------ Text section ------
Laval placed these facts before the King and his council, asking that the life of the company be terminated once and for all.
By royal edict in April 1663 the Company of New France was dissolved, and never after were the heavy hands of the Hundred Associates felt in Canadian affairs. To replace the absentee control of the investors, a council was to be set up, consisting of the governor and Laval as head of the Church, who were to select five councilors from among the leading citizens of the colony and a new civil official who was to carry the title of intendant. Armed with the necessary authority, Laval and Mézy sailed for New France on September 15 to set the new wheels to turning.
But before Laval left, a matter of even greater importance was discussed in the royal council. On his journey back to France following his dismissal, Avagour had prepared a statement on conditions in Canada; a vigorous appraisal which had caused Colbert some hours of serious reflection and had brought a light of new determination into the eyes of the youthful King. The ex-governor had stated his belief that the country along the St. Lawrence could become in time “the greatest state in the world.” To realize the imperial possibilities of this overseas domain of the Crown, it would be necessary, he pointed out, to establish peace first by defeating the Five Nati
ons. To perpetuate the security which this would establish, it would be essential to build strong forts along the St. Lawrence and on the southward-flowing river which the Dutch controlled (the Hudson), so that the French Government could use it as a trade outlet to the sea, not to mention the encirclement which this would bring about of the seaboard lands which the English were taking over.
------ Data shown ------
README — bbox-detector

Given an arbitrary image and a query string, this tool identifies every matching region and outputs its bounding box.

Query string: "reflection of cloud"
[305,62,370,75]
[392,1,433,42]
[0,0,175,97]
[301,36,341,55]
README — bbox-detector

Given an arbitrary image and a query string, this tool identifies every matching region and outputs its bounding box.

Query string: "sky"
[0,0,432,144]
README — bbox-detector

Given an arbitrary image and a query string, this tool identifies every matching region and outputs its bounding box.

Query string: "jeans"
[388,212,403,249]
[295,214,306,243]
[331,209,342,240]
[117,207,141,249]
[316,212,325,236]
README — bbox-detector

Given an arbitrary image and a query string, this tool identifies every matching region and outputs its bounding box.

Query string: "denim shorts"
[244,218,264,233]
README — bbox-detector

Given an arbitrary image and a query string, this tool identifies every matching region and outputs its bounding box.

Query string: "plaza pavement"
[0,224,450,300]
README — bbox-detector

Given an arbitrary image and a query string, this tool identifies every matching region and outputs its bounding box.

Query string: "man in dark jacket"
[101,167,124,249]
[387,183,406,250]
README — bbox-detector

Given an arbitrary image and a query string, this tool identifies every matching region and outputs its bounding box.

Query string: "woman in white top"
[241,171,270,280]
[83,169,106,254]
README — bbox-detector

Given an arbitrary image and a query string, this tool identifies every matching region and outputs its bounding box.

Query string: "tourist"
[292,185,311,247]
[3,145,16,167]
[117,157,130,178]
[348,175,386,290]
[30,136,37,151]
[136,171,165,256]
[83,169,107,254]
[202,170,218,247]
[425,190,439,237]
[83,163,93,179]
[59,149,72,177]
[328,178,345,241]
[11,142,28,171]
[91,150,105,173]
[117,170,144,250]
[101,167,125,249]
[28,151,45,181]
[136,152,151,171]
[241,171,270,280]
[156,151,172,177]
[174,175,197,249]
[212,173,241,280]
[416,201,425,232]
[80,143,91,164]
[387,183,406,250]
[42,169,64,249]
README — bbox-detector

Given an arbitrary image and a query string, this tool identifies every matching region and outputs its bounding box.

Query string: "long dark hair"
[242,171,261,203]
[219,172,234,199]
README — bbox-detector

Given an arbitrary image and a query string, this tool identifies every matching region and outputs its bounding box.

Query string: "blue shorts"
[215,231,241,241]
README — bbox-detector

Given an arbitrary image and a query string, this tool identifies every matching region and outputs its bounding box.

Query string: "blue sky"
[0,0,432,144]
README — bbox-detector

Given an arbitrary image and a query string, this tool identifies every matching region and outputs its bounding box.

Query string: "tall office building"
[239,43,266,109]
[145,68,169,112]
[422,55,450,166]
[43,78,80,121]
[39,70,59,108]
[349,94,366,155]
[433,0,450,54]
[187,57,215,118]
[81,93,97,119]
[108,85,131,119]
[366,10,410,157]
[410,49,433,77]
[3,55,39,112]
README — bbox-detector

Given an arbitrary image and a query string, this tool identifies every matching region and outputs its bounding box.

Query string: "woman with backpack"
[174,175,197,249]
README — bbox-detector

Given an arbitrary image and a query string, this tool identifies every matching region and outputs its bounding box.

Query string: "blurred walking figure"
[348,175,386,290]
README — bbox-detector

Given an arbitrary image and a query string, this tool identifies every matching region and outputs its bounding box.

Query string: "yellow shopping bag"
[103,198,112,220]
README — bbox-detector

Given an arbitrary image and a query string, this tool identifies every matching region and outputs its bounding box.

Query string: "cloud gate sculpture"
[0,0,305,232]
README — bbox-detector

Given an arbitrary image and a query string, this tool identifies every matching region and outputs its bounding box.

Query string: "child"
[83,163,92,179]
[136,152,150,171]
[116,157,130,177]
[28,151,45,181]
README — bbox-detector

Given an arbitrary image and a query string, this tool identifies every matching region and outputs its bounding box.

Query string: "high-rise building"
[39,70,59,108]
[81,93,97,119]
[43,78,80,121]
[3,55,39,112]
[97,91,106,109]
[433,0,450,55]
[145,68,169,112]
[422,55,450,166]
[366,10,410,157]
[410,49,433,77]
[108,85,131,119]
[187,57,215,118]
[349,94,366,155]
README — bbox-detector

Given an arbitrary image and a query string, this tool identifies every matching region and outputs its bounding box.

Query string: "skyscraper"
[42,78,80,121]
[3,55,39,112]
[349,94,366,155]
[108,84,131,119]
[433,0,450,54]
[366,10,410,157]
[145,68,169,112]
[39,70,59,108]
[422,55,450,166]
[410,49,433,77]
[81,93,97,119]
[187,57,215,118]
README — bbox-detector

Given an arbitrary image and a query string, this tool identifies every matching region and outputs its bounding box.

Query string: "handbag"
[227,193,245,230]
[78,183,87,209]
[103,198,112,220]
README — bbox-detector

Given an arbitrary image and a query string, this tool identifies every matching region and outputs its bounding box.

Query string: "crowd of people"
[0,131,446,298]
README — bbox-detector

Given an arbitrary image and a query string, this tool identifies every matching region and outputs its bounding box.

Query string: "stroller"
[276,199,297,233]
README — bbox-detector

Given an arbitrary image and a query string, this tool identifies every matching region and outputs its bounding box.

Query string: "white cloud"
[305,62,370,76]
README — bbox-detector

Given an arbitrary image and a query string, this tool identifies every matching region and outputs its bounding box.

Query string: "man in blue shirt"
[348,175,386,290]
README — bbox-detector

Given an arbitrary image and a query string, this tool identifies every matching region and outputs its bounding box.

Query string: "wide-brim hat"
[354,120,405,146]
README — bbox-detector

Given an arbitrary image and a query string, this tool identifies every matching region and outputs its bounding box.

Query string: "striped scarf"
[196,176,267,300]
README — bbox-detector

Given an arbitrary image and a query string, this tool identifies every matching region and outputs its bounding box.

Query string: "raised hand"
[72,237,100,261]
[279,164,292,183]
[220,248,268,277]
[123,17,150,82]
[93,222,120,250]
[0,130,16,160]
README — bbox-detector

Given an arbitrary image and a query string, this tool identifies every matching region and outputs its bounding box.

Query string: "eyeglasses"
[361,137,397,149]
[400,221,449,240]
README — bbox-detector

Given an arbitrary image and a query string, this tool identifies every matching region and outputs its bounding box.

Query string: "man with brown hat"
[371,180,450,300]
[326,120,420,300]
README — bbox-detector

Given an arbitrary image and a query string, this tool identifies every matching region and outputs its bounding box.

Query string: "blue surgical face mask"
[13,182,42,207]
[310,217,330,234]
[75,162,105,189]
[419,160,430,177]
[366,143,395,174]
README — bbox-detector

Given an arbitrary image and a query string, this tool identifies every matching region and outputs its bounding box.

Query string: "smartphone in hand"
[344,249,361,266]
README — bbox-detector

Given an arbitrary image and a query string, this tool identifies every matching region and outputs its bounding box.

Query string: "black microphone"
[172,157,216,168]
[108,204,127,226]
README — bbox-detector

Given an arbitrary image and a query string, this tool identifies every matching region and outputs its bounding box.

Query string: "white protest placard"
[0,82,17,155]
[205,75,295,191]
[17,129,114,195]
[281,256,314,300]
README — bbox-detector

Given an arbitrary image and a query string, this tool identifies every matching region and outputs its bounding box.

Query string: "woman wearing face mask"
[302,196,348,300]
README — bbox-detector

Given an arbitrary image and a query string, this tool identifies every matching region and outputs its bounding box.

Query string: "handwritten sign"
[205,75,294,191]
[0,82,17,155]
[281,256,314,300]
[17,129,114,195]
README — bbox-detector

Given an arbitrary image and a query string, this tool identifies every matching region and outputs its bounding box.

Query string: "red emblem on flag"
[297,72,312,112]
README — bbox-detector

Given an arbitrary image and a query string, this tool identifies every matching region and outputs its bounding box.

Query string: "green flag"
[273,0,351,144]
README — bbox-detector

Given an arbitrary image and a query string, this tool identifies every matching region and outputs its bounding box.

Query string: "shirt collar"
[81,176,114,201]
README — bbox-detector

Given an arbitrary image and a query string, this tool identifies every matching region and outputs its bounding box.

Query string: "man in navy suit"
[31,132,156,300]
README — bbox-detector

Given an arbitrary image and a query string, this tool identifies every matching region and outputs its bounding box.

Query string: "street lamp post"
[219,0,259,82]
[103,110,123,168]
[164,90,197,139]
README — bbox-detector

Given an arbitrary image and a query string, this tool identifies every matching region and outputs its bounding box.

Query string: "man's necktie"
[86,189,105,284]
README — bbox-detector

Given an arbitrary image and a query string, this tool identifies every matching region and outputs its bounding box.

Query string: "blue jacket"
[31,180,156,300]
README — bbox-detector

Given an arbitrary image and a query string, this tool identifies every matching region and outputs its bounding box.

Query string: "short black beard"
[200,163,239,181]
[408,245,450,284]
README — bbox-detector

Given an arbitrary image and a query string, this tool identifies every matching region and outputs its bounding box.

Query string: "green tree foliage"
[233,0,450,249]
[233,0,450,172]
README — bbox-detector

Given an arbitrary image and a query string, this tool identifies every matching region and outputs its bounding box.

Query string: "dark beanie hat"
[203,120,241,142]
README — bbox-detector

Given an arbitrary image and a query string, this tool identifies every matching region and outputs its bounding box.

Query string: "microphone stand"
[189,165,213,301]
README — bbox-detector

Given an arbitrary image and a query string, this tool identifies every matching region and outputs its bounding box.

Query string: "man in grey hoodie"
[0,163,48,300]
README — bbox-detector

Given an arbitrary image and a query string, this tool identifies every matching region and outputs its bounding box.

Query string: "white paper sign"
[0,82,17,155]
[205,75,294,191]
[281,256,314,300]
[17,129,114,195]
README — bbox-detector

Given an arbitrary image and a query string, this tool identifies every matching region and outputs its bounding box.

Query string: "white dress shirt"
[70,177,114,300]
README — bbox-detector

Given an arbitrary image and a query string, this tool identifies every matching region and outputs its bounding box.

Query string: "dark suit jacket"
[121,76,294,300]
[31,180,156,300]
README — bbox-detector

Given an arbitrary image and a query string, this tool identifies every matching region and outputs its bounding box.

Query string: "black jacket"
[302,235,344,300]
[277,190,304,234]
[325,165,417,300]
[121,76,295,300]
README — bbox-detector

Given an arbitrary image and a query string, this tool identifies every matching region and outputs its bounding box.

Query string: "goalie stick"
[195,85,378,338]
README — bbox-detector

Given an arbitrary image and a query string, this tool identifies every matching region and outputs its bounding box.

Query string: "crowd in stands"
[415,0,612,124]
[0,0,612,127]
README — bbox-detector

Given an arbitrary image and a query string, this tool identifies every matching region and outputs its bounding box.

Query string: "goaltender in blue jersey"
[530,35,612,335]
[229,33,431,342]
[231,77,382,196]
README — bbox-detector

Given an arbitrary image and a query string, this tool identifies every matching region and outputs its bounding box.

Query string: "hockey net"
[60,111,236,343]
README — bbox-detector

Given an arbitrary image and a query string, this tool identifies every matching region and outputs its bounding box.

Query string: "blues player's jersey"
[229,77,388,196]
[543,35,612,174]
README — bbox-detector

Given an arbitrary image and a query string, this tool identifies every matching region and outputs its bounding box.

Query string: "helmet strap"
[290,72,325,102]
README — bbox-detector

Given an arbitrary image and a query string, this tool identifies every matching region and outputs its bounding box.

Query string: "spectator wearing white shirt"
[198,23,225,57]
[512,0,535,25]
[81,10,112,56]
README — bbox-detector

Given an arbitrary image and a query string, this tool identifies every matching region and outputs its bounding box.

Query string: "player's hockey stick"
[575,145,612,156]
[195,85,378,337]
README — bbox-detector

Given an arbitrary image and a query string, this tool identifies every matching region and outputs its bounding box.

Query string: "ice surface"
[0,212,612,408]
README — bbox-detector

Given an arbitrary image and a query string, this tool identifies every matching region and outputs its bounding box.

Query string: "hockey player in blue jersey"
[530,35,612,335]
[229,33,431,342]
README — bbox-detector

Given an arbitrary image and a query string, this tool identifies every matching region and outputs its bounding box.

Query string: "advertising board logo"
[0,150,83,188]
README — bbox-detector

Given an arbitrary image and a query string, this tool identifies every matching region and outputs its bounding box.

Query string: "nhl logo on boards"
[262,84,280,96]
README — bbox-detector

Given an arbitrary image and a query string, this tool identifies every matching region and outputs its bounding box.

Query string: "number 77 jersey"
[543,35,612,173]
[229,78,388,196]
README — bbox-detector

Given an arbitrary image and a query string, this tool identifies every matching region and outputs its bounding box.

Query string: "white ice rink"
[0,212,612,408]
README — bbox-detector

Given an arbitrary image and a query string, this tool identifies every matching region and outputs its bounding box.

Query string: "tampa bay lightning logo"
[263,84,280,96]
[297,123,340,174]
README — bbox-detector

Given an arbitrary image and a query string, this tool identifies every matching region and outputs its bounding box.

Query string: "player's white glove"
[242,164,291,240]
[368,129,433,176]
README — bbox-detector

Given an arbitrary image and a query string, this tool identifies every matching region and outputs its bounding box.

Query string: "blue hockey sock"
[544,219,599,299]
------
> _Tasks for this exercise_
a - Rewrite the paragraph of the New France passage that begins "By royal edict in April 1663" as a short bulleted list that keeps its main facts.
b - Extend the New France passage with a few sentences that pick up after its final sentence.

> _Responses to the exercise_
a -
- A royal edict in April 1663 dissolved the Company of New France, ending the Hundred Associates' influence in Canadian affairs.
- A council replaced the investors' absentee control. It consisted of the governor and Laval, as head of the Church.
- The governor and Laval were to choose five councilors from the colony's leading citizens, along with a new civil official titled intendant.
- With this authority, Laval and Mézy sailed for New France on September 15 to put the new system in motion.

b -
Avagour had presented a detailed plan. Three thousand soldiers should be sent out at once to New France to carry on offensive operations against the Five Nations. The soldiers were to be discharged after three years’ service and to be given land. This would turn the St. Lawrence into a vital source of food supply as well as the life line of the trade with the natives. The retiring governor had gone even farther and had prepared an estimate of the cost of thus turning a struggling colony of puny health into a new empire. Four hundred thousand francs a year for ten years would suffice.
This bold plan had been debated while Laval was in France, and there can be no doubt that his voice was raised in impassioned support. Before he left he had the satisfaction of knowing that the King had decided to follow it in its broad outline. A regiment of soldiers would be sent to New France to bring the Iroquois war to a final end. The officers would be given large tracts of land and would be expected to portion their holdings out to the men of their own companies.
New France was to have at last the full support of the Crown. A new day was dawning.